» **TASK INSTRUCTIONS**
Select every line containing the word "street" from the material, and copy those lines.
EXTRACTED INFORMATION START
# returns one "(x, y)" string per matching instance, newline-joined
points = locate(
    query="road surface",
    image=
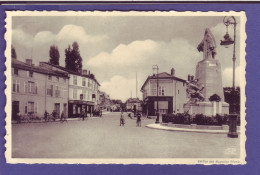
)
(104, 138)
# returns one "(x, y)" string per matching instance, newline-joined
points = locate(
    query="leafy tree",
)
(229, 96)
(73, 60)
(13, 53)
(54, 55)
(215, 97)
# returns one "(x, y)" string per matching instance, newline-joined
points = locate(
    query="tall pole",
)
(157, 120)
(232, 117)
(136, 84)
(157, 96)
(234, 68)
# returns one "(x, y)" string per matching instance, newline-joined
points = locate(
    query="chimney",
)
(85, 72)
(28, 61)
(172, 71)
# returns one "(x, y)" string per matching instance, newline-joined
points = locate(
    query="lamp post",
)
(228, 41)
(156, 68)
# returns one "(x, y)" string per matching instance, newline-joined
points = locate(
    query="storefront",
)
(165, 105)
(76, 106)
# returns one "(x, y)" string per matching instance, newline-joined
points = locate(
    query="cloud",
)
(77, 33)
(44, 37)
(139, 56)
(227, 76)
(22, 38)
(134, 53)
(119, 87)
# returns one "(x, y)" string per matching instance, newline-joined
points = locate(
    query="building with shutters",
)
(82, 90)
(133, 104)
(36, 90)
(171, 94)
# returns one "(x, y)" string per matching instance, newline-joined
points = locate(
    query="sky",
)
(116, 48)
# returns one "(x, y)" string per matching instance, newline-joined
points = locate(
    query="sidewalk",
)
(58, 119)
(161, 127)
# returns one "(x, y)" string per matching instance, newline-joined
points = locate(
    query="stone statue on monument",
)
(208, 45)
(207, 82)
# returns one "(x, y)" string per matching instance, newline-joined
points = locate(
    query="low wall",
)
(195, 126)
(207, 108)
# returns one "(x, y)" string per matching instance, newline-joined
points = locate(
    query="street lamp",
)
(156, 68)
(228, 41)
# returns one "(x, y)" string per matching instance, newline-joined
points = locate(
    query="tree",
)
(73, 60)
(13, 53)
(54, 55)
(215, 97)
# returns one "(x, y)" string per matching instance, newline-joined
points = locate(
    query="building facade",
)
(82, 90)
(171, 94)
(133, 104)
(36, 90)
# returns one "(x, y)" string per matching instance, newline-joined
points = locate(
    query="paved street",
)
(104, 138)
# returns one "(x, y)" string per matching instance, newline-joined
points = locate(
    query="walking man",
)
(82, 114)
(138, 120)
(122, 120)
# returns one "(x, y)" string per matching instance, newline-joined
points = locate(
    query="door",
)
(57, 108)
(15, 109)
(65, 109)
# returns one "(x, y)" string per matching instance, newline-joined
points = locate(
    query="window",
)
(84, 94)
(31, 74)
(25, 108)
(30, 107)
(16, 85)
(32, 87)
(57, 92)
(50, 90)
(75, 80)
(161, 90)
(88, 83)
(74, 109)
(83, 81)
(16, 71)
(25, 87)
(74, 93)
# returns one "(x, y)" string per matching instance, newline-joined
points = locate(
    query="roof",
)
(163, 75)
(71, 72)
(24, 66)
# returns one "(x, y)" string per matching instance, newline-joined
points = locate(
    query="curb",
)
(160, 127)
(58, 120)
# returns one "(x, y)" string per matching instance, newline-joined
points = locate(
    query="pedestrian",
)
(138, 120)
(54, 115)
(122, 120)
(62, 117)
(19, 117)
(82, 114)
(100, 112)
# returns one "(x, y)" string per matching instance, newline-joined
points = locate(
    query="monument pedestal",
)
(208, 73)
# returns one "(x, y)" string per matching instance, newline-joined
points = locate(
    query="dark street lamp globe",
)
(228, 41)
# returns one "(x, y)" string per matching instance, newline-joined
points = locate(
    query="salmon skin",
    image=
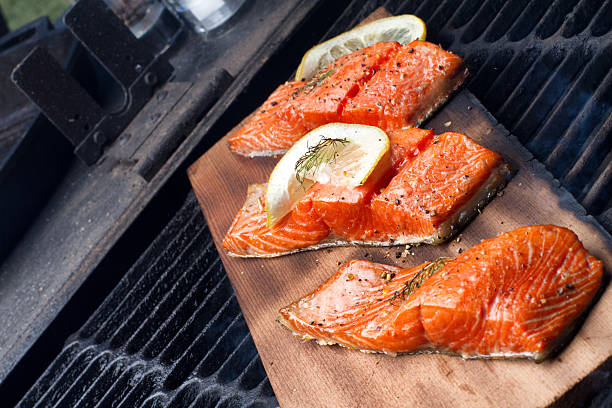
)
(385, 85)
(513, 296)
(435, 185)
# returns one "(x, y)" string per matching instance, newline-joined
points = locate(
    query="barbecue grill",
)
(113, 293)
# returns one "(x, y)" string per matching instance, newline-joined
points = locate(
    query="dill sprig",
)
(317, 80)
(418, 279)
(326, 151)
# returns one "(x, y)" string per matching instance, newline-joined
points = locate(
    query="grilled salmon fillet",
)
(435, 185)
(515, 295)
(385, 85)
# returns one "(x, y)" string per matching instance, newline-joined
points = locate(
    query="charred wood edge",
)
(566, 199)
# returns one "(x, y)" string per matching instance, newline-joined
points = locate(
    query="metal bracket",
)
(126, 61)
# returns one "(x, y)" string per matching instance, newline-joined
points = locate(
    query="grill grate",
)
(171, 334)
(544, 70)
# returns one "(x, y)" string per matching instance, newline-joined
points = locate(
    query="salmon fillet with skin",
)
(366, 87)
(268, 132)
(407, 88)
(513, 296)
(425, 200)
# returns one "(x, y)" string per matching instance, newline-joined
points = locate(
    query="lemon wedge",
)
(404, 29)
(338, 153)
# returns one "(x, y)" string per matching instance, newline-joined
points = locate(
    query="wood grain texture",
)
(309, 375)
(306, 374)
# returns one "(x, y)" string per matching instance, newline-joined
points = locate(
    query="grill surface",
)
(171, 333)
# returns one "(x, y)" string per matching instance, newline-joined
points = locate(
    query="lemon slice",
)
(403, 29)
(338, 153)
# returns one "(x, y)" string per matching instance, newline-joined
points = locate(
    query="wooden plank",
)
(305, 374)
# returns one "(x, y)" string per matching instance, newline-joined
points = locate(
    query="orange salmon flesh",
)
(385, 85)
(435, 185)
(513, 296)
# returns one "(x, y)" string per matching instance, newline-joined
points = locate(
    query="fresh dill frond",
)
(326, 151)
(317, 80)
(420, 277)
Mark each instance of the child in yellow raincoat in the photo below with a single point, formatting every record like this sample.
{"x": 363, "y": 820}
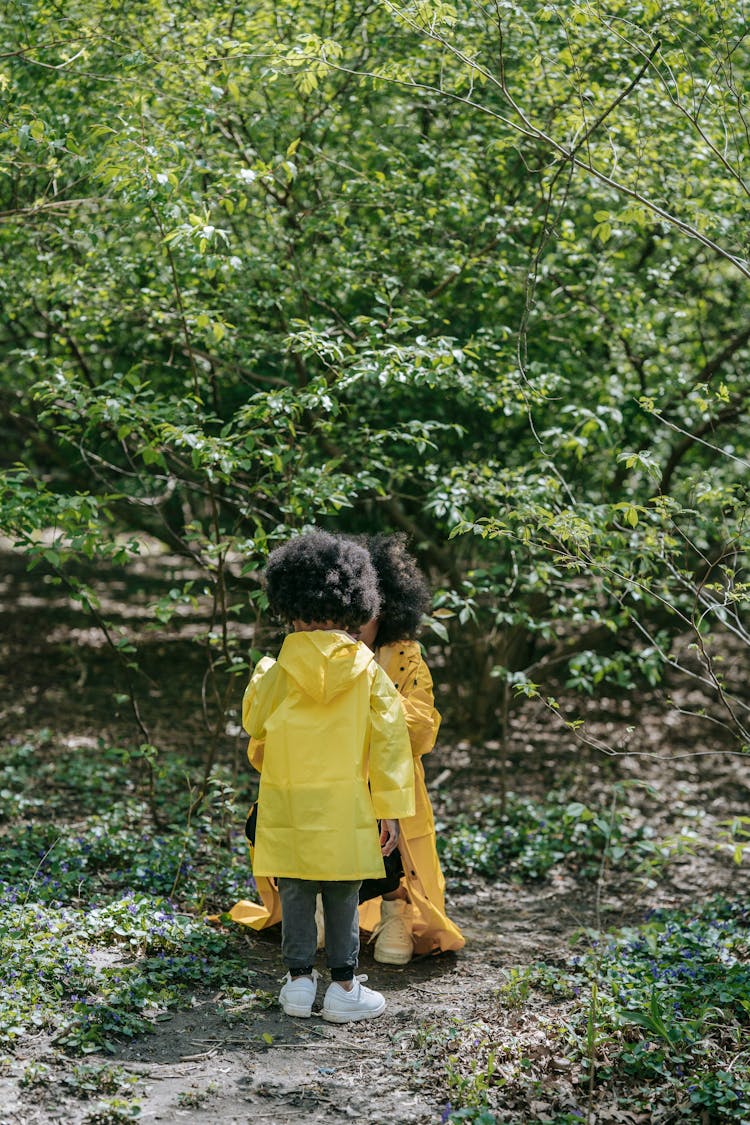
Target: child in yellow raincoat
{"x": 333, "y": 749}
{"x": 406, "y": 911}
EXTRACTED INFORMATION END
» **TASK RESULT**
    query="street lamp",
    query="paved street",
    query="dark street lamp globe",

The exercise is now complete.